> [TEXT EXCERPT]:
^^^^^^^^
So give it some thought: Is there something you haven’t let go of that is holding you back? Is there someone you need to forgive, or someone of whom you should ask forgiveness? Is there someone you need to thank?
Is there someone you need to confront, or to cut loose from because the relationship is no longer serving you?
Do you need to forgive yourself for something?
What is holding you back from doing what you want with your life?
It is never too late to ask these questions, and spring is a wonderful time of year to let go, an opportunity to begin anew. The most direct way is to do this internally, by practicing svadhyaya, or self-study. This can be done in meditation and through journaling, by asking and answering the questions posed above.
Svadhyaya can be helped by the physical act of letting things go and clearing out the clutter in your living space. Because if there’s clutter at home, there is clutter in the mind. Perhaps it is your stuff—mental, physical, spiritual—that is holding you back.
Often, when we make an external effort, what we need to do internally becomes abundantly clear. After all, cleaning and organizing is a type of meditation (and spring is the best time to do it). Still not convinced? Read my comprehensive March 2010 Yoga Chicago article, “Paring Down Can Improve Your Yoga Practice and Help the Planet.” Another wonderful resource for getting started is Karen Kingston’s book Clear Your Clutter with Feng Shui: Free Yourself from Physical, Mental, Emotional, and Spiritual Clutter Forever.
^^^^^^^^
> [WRITTEN REQUEST 1]:
Answer these from the passage on letting go:
(a) What English term does the passage give for svadhyaya?
(b) Through what two practices does it say svadhyaya can be done?
(c) In what month and year did the Yoga Chicago article it mentions appear?
> [WRITTEN REQUEST 2]:
Please echo the passage on letting go word for word, beginning at the words "Svadhyaya can be" and stopping after "holding you back.".
^^^^^^^^
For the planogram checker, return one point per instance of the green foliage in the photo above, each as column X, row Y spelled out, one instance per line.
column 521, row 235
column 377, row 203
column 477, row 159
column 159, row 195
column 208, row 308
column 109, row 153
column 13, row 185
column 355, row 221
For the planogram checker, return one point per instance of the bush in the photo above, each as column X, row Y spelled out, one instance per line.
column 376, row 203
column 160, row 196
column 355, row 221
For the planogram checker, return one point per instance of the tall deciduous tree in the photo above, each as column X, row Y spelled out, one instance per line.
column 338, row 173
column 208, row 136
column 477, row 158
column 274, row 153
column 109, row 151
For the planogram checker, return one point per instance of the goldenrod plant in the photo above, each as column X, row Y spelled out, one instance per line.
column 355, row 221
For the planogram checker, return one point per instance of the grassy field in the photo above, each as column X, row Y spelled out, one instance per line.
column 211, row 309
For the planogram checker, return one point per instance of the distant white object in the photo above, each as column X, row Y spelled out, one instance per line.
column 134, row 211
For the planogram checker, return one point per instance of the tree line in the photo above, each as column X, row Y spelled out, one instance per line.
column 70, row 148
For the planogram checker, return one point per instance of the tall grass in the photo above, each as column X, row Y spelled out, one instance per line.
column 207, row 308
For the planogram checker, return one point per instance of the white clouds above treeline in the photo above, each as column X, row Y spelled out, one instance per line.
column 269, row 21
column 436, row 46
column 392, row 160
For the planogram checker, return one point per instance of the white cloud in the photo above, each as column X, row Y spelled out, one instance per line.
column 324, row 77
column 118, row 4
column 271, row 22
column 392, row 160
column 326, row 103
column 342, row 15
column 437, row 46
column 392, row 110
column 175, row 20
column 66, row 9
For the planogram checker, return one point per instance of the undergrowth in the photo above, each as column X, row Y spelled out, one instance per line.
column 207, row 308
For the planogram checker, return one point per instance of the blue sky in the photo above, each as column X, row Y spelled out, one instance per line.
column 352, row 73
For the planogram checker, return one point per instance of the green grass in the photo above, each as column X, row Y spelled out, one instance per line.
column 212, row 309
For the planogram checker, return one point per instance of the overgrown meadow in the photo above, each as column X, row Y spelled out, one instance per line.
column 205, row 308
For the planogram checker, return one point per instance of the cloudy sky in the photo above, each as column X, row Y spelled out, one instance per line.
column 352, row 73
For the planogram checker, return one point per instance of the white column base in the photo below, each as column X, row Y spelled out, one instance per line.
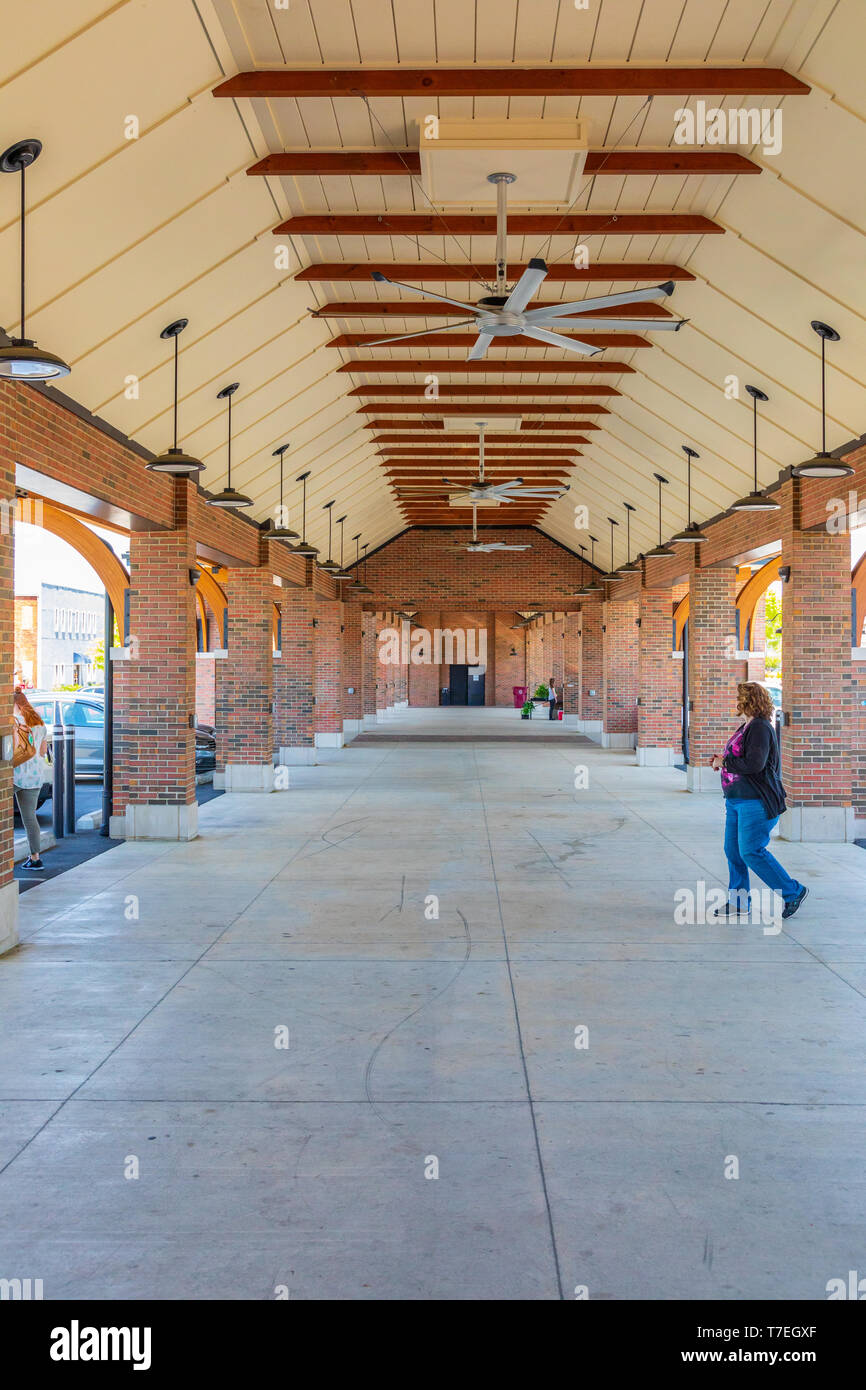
column 9, row 916
column 154, row 820
column 330, row 738
column 702, row 779
column 249, row 777
column 617, row 740
column 658, row 756
column 296, row 756
column 824, row 824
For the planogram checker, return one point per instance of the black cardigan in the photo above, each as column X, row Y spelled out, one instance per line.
column 759, row 765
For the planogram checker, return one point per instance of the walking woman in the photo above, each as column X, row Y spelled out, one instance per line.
column 28, row 779
column 754, row 801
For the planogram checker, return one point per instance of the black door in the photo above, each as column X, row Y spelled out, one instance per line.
column 476, row 685
column 458, row 683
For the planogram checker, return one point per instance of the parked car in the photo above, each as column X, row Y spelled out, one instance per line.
column 85, row 710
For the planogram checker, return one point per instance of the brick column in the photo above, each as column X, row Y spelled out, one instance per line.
column 818, row 688
column 712, row 670
column 620, row 672
column 591, row 672
column 328, row 673
column 9, row 888
column 352, row 670
column 369, row 669
column 572, row 644
column 295, row 680
column 245, row 684
column 659, row 684
column 154, row 688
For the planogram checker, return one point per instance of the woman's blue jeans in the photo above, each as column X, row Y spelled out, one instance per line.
column 747, row 834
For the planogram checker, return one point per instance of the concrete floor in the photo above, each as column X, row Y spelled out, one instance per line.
column 138, row 1023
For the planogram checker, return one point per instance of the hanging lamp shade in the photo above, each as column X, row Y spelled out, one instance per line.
column 630, row 566
column 592, row 585
column 613, row 574
column 175, row 462
column 303, row 546
column 691, row 534
column 659, row 549
column 275, row 531
column 755, row 501
column 21, row 359
column 230, row 496
column 823, row 464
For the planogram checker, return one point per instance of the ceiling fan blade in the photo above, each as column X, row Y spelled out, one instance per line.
column 401, row 338
column 421, row 293
column 541, row 317
column 480, row 348
column 627, row 296
column 560, row 341
column 526, row 287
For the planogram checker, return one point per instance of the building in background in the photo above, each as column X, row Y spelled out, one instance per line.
column 57, row 633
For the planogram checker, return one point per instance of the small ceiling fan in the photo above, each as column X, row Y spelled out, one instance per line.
column 484, row 492
column 505, row 314
column 484, row 546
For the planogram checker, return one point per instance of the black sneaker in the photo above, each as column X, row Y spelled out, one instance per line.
column 790, row 908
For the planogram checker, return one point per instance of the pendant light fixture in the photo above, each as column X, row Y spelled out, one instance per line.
column 613, row 574
column 631, row 566
column 277, row 531
column 755, row 501
column 330, row 566
column 692, row 534
column 303, row 545
column 359, row 587
column 341, row 573
column 174, row 460
column 823, row 464
column 230, row 496
column 592, row 585
column 21, row 359
column 659, row 549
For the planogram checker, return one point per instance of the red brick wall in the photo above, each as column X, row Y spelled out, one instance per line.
column 660, row 676
column 206, row 690
column 154, row 692
column 328, row 667
column 620, row 666
column 352, row 660
column 591, row 662
column 818, row 685
column 7, row 645
column 245, row 679
column 293, row 672
column 417, row 570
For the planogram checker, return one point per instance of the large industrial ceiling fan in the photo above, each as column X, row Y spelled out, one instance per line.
column 505, row 314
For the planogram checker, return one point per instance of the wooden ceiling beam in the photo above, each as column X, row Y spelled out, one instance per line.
column 407, row 163
column 439, row 271
column 477, row 388
column 469, row 339
column 484, row 224
column 435, row 81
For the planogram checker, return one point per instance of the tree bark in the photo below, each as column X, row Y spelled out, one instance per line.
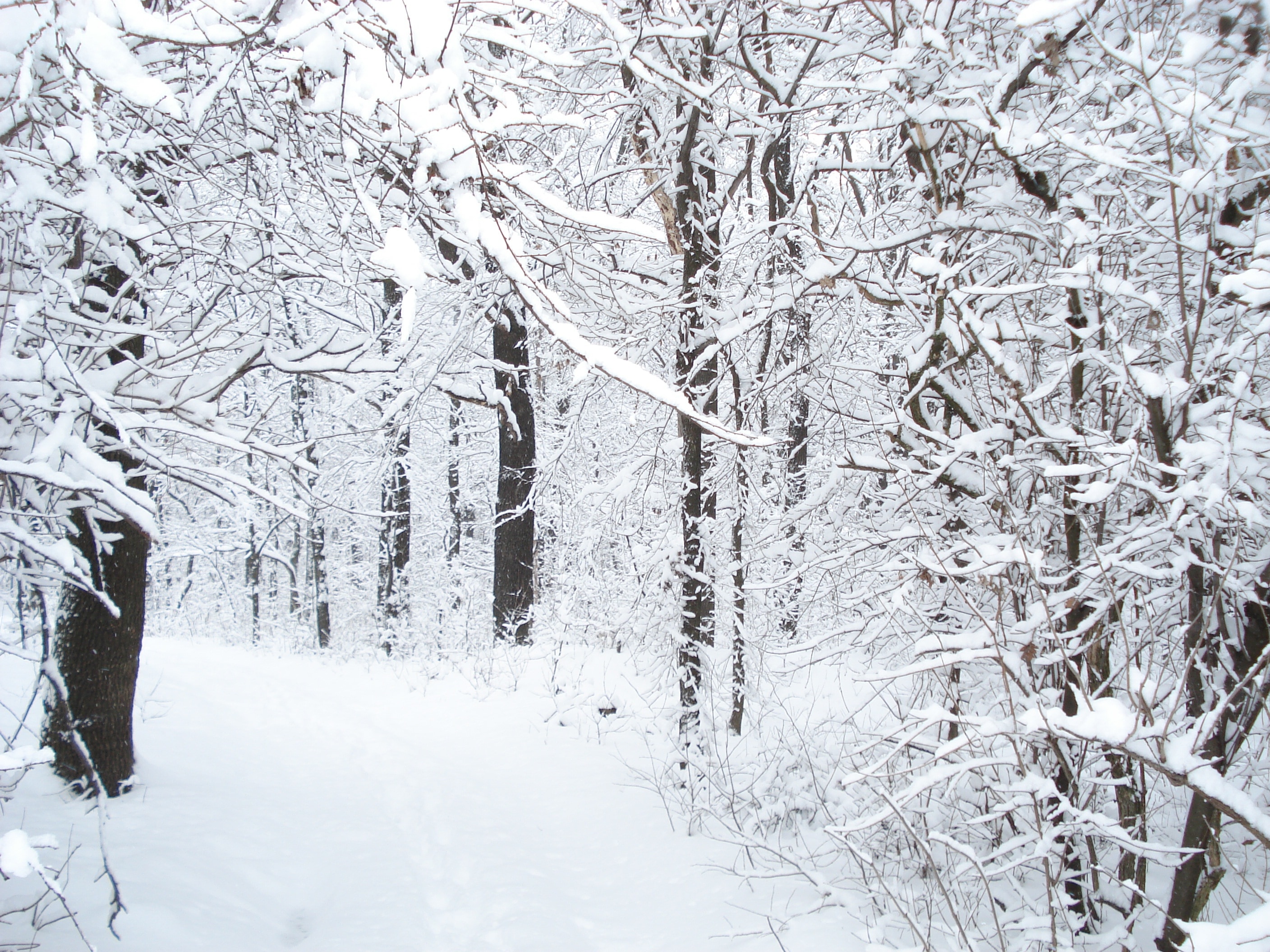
column 700, row 235
column 514, row 516
column 393, row 602
column 454, row 537
column 97, row 653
^^^^^^^^
> [TASK RESPONSE 1]:
(a) Self-study
(b) Meditation and journaling
(c) March 2010

> [TASK RESPONSE 2]:
Svadhyaya can be helped by the physical act of letting things go and clearing out the clutter in your living space. Because if there’s clutter at home, there is clutter in the mind. Perhaps it is your stuff—mental, physical, spiritual—that is holding you back.